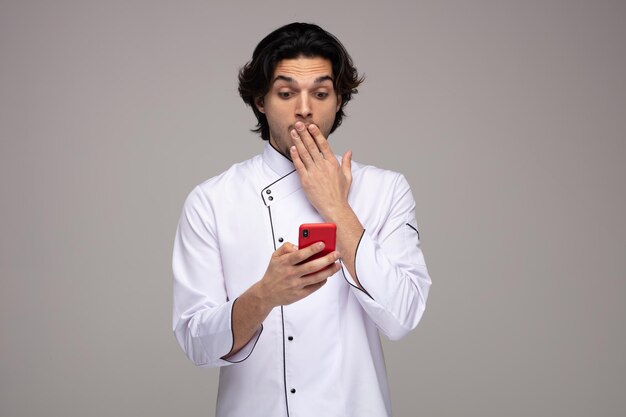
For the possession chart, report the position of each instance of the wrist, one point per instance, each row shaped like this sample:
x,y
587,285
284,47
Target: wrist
x,y
261,298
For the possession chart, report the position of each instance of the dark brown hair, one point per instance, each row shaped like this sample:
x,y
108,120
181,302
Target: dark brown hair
x,y
289,42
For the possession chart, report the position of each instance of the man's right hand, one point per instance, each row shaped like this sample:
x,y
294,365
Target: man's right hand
x,y
289,277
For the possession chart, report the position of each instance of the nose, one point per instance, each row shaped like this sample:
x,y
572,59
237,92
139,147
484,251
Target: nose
x,y
303,106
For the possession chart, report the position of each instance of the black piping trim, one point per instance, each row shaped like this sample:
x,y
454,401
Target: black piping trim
x,y
416,231
356,277
269,211
282,315
269,185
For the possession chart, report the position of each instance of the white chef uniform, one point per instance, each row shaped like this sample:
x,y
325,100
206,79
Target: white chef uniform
x,y
320,356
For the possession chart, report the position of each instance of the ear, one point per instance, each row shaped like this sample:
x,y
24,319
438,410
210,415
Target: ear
x,y
258,102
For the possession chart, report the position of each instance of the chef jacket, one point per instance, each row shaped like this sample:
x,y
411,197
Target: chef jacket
x,y
320,356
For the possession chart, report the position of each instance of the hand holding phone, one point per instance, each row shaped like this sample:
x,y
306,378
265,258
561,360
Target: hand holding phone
x,y
311,233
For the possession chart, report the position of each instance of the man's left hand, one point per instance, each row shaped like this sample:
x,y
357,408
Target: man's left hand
x,y
326,183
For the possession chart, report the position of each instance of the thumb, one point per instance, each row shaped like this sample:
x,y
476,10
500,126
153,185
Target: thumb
x,y
285,248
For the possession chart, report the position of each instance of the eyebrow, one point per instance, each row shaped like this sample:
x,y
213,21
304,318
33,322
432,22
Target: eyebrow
x,y
290,80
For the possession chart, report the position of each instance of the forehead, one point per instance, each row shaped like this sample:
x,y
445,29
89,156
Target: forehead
x,y
304,68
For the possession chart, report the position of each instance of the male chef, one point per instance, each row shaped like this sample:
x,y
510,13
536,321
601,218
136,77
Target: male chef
x,y
294,336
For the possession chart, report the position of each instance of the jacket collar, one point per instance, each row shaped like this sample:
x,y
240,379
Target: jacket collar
x,y
286,182
278,162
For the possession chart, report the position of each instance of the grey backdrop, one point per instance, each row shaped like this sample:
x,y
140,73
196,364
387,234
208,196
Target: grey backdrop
x,y
507,117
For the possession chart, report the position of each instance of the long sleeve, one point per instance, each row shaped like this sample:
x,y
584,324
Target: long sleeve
x,y
202,311
391,269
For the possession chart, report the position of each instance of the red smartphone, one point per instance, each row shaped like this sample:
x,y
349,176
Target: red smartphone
x,y
311,233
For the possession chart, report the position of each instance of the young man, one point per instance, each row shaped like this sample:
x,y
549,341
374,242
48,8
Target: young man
x,y
295,336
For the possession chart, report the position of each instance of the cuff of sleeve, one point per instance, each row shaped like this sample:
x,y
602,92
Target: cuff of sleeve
x,y
218,341
245,351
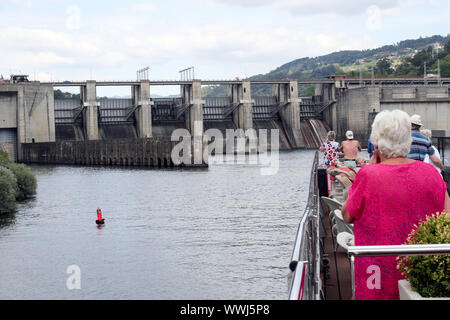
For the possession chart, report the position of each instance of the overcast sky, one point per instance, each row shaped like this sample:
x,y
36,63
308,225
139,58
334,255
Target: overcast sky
x,y
223,39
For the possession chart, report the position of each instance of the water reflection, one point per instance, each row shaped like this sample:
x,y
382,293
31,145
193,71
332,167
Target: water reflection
x,y
222,233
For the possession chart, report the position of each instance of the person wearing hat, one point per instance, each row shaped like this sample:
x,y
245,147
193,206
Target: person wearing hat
x,y
421,146
350,148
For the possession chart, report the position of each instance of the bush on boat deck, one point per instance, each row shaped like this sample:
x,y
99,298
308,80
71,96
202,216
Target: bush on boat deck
x,y
429,275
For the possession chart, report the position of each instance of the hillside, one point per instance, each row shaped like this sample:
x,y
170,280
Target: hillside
x,y
405,58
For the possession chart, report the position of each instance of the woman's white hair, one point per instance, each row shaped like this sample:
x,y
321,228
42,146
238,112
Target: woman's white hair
x,y
391,132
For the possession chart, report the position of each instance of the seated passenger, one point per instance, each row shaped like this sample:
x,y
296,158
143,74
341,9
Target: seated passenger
x,y
350,148
387,199
330,149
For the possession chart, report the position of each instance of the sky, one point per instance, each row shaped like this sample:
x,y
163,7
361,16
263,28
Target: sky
x,y
58,40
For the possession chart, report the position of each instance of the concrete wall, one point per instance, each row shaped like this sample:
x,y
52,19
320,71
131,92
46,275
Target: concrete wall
x,y
352,112
153,152
29,108
432,103
8,105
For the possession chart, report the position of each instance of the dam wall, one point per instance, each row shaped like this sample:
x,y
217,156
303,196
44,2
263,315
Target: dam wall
x,y
355,109
36,127
142,152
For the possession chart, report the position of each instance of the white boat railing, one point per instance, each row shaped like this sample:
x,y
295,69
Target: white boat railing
x,y
398,250
306,258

________________________

** What the task asks **
Copy out every line of the rows above word for word, leaving out the pictures.

** Output of the exercise **
For the possession chart, report the position of each instance of the wrist, one point per instance, each row shaped like this sample:
x,y
587,285
284,47
Target: wrist
x,y
261,298
For the possession chart, report the position of each instance of the dark brown hair, one point per instance, each row shaped like this sample:
x,y
108,120
181,302
Target: dark brown hair
x,y
289,42
For the possession chart, report the position of each instance of the man's right hand, one point per instance, each row shaped like this sample:
x,y
294,365
Target: man's right hand
x,y
289,277
For the possession chart, report the position of each instance of the nose, one point per instance, each row shaped like this sample:
x,y
572,59
237,92
139,147
484,251
Target: nose
x,y
303,106
For the possession chart, report the position of each instance of the black piping trim, one point per instance, each row shaped like this sample:
x,y
454,401
Target: black piping trim
x,y
416,231
356,277
269,211
282,315
269,185
For the possession chart, report the position of each instance of the white chef uniform, one point per instance, each row shaped like this sample:
x,y
325,100
206,79
Target: white chef uniform
x,y
320,356
For the possession chart, report the position of each instance of the ear, one point per instance, each row shaped like this sample:
x,y
24,319
438,410
210,415
Target: ear
x,y
258,102
For the possession chart, report the position of each instance of the chef jacket, one point per instance, each row shaped like this sample:
x,y
411,197
Target: chef jacket
x,y
320,356
For the possession chart, report the position of each instance of the hand holding phone, one point per instance, each row shaped like this sample:
x,y
306,378
265,258
561,360
Target: hand holding phone
x,y
311,233
For the possession chart, report the position of each instance of the man's left hand, one point per instance, each row shaped like this sample:
x,y
357,408
Target: man's left hand
x,y
326,183
For the possession chart, report the position of each instance of the thumb, one point per instance, each row shaped like this sample:
x,y
476,10
500,126
153,185
Target: thumb
x,y
285,248
For the possession chart, report the position of each instance of the eyebrow, one point per instance, each row shaped like this sample:
x,y
213,21
304,318
33,322
432,22
Target: eyebrow
x,y
290,80
For the possession chart, report the position of each instance of the forehead, one point per instance, each row shaped like this sample:
x,y
445,29
89,156
Target: forehead
x,y
304,68
For the possession chart, report the position of each instance of the male chef, one point per instance, each row shaped like this sample:
x,y
510,13
536,321
601,218
136,77
Target: male chef
x,y
294,336
For the possession chart, report the position of each instance of the jacket collar, one point per instance, each row shaped like this sample:
x,y
240,379
Target: jacket collar
x,y
286,182
278,162
For the possession chart, report the position of each instance of the grey backdrop, one point per instance, each row shaped like this sample:
x,y
140,73
196,364
387,234
208,196
Target: grey backdrop
x,y
507,117
For the possession chart, report the position of each instance of the long sleeve, one point per instance, each row shaped like this sample:
x,y
584,324
Target: long sleeve
x,y
202,311
391,269
For the possession chart, report the position of each instance of the red smartphone, one point per instance, each row shaped like this sample:
x,y
349,176
Target: red smartphone
x,y
311,233
For the possession chart, report the position of each instance of the young man, one point per instance, each row shaped like this sample:
x,y
549,341
374,242
48,8
Target: young man
x,y
295,336
For the possession chart, report the position of each instance of the cuff of sleeve, one point per instance, each row shaped like this sample:
x,y
602,92
Target: cuff of sleeve
x,y
218,341
245,351
For the possession chart, report the position of each instance of the overcast sky, one point per instance, each row shaped like this sample:
x,y
36,63
308,225
139,58
334,255
Target: overcast sky
x,y
223,39
For the possession chart, report the position of each instance of the water reflection, one point per instance, each row shaped like this sample:
x,y
382,293
31,145
193,71
332,167
Target: water reflection
x,y
222,233
For the possession chart, report the position of each instance of the person wearing hat, one point per instance, each row shaped like this sample:
x,y
245,147
193,206
Target: person wearing hat
x,y
421,146
350,148
For the possession chart, report the position of each instance of the bush on boat deck, one point per instance, each row shaped like this sample:
x,y
99,298
308,80
71,96
202,216
Target: bush on boat deck
x,y
429,275
For the possession chart, report the position of each instance of the hillside, one point per instance, each row shaped like this sample:
x,y
170,280
Target: hillside
x,y
405,58
For the possession chart, report the position of each instance of the woman's white hair, one point per instance, each row shaped like this sample:
x,y
321,228
42,146
238,112
Target: woman's white hair
x,y
391,132
For the possession chart, report the position of each instance of the seated passenger, one point per instance, each row shaped like this sample:
x,y
296,158
143,74
341,9
Target: seated passenger
x,y
350,148
387,199
330,149
For the possession chart, report the position of each instance of the sky, one point per instance, each row shaped like this sample:
x,y
163,7
361,16
263,28
Target: sky
x,y
58,40
For the possession chart, report the position of each instance of the concrete wall, one point per instance, each row shaped like this sample:
x,y
52,19
320,71
131,92
46,275
Target: concrete wall
x,y
352,112
153,152
29,108
432,103
8,105
For the possession chart, report the position of each instance of the dam wall, one point per instance, each row shaped like this sample:
x,y
217,156
303,196
44,2
263,315
Target: dam wall
x,y
355,109
36,127
142,152
For the possession chart, report the position of each instance of the white boat railing, one point per instance, each row shaped like this sample:
x,y
295,69
Target: white boat railing
x,y
398,250
306,258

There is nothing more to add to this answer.